_Task requirements_:
Check each line of the data below for the word "hair", then extract the ones that have it.

Dataset entries:
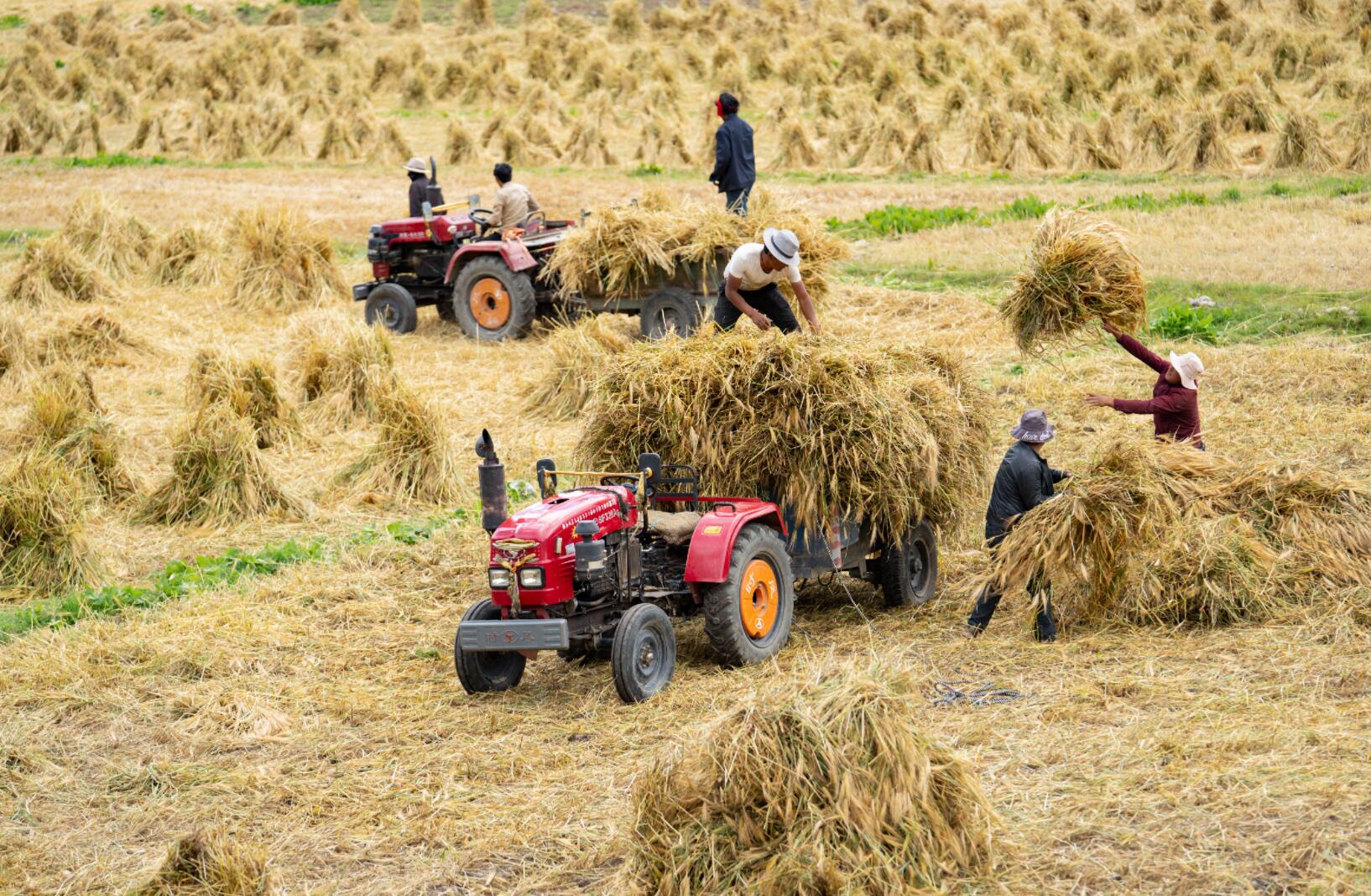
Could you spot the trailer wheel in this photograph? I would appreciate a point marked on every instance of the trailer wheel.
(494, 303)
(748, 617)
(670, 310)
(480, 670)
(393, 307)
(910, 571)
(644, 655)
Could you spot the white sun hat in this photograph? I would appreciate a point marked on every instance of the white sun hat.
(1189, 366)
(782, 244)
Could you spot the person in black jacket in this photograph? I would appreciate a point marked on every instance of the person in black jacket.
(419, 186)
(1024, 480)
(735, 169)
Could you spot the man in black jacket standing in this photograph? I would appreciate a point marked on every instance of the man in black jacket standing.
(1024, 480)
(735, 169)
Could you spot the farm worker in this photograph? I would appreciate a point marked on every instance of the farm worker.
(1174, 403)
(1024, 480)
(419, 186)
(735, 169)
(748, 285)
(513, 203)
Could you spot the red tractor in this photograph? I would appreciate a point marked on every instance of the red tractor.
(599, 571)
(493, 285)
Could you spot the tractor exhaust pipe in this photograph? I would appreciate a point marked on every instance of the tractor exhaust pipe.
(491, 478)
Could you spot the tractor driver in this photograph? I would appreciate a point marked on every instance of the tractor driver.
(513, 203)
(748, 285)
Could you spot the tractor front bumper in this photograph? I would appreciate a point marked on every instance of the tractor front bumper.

* * *

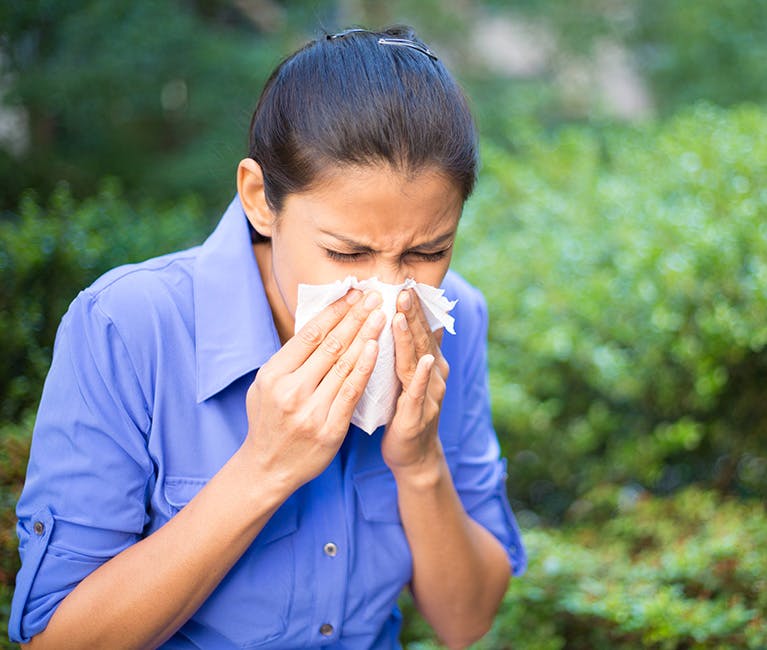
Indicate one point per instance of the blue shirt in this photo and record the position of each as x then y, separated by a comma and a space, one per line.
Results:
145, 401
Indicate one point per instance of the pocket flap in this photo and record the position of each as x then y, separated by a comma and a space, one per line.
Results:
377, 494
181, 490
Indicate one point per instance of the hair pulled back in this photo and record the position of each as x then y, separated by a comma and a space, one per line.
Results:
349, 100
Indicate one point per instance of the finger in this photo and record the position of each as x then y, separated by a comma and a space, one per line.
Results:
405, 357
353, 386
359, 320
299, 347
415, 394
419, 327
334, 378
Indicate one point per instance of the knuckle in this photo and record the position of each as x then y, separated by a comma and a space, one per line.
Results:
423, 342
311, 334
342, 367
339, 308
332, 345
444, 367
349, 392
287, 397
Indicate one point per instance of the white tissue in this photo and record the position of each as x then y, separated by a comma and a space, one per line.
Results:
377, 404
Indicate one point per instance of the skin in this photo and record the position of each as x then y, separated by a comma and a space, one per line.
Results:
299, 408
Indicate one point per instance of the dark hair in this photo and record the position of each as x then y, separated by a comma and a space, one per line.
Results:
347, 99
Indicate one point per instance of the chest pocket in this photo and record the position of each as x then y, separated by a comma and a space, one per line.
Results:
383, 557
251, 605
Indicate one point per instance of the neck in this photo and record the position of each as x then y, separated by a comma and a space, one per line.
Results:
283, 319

_Answer below_:
Indicate one point per instance of the hair pulled back in this photo and record the position of each as x then y, separated by a comma and a space, one per line.
Indicate one point per instance of the dark hair in this photo and record the position of each as x then y, separated by a comma and a space, one per line.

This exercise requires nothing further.